Data pulled from a collection:
-- BEGIN --

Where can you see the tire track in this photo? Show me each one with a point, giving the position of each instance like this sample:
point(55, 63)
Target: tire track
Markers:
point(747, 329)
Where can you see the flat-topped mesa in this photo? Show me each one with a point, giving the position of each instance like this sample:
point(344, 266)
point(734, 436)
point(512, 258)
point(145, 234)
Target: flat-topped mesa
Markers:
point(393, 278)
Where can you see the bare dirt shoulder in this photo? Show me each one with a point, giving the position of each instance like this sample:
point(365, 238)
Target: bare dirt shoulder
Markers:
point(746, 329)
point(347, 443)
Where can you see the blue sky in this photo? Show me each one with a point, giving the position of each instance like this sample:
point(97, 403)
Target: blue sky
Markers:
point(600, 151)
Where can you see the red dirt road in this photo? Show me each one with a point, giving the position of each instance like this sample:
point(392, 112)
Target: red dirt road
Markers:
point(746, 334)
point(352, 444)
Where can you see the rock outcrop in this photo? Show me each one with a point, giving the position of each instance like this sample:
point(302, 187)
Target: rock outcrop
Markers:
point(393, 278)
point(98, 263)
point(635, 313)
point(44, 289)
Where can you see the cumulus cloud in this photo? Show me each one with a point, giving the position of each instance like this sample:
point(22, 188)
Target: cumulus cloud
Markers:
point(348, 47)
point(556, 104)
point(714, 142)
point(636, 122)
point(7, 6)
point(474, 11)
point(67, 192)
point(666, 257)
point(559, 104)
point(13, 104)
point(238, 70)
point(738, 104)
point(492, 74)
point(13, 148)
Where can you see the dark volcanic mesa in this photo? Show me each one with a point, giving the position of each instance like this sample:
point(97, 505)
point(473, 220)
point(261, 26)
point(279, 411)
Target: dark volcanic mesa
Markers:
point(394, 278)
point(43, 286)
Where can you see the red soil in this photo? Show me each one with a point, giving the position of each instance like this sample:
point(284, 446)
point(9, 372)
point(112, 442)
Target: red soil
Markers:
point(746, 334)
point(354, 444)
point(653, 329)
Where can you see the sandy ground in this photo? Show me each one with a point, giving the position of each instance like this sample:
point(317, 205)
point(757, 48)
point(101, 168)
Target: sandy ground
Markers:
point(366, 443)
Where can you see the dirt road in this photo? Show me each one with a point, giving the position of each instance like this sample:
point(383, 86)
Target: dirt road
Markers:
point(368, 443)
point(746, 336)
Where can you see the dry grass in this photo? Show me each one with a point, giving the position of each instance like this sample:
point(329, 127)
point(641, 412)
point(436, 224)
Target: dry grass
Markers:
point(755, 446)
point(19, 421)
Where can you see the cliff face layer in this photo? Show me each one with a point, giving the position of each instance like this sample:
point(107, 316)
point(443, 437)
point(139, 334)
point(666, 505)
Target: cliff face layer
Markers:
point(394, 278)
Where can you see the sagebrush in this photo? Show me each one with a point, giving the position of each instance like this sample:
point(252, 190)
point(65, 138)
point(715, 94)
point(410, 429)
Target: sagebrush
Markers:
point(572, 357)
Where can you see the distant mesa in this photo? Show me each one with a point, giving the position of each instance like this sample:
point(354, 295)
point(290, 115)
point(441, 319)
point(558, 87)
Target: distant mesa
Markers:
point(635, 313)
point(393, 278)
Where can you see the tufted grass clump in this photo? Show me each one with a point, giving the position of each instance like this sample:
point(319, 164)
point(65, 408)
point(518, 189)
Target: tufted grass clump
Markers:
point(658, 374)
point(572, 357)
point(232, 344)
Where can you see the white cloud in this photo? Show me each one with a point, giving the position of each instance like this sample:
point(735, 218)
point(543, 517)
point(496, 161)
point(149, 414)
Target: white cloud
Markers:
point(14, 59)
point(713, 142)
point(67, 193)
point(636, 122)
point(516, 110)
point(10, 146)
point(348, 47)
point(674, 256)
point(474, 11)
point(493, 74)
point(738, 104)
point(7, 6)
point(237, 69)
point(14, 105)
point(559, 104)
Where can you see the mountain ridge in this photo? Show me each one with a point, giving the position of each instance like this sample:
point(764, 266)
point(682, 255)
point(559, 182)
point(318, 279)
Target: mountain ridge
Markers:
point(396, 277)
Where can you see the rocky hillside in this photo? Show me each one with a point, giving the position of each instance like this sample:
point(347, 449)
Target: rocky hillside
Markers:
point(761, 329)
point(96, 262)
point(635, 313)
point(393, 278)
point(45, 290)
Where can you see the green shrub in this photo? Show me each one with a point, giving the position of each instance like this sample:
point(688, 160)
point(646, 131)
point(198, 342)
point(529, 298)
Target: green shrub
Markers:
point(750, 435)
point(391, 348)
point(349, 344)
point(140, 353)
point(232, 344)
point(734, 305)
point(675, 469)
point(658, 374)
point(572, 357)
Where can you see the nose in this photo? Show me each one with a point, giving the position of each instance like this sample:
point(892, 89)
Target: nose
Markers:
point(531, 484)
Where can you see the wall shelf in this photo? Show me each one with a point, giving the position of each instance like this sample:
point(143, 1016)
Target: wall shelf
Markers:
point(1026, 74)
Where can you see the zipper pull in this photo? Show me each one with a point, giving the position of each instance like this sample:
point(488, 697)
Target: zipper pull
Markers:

-- END --

■ **Problem details**
Reproduce the entries verbatim, starting at the line containing "Where can you see the red soil" and ending after the line containing "point(746, 336)".

■ **Complete response**
Where can you see the red soil in this photo? Show me each one with a point, giving the position of each instance like this sample:
point(284, 446)
point(9, 372)
point(112, 442)
Target: red soil
Markers:
point(746, 334)
point(354, 444)
point(653, 329)
Where can you see the sandy ground in this photo? Show me each one with a point, giving the position of each instance like this sample:
point(317, 205)
point(757, 48)
point(101, 168)
Target: sandy ground
Markers:
point(366, 443)
Where can you see the dirt road in this photo? Show me each one with a point, giving the position of each instance like this sample:
point(383, 86)
Target: dirt road
Markers:
point(368, 443)
point(746, 336)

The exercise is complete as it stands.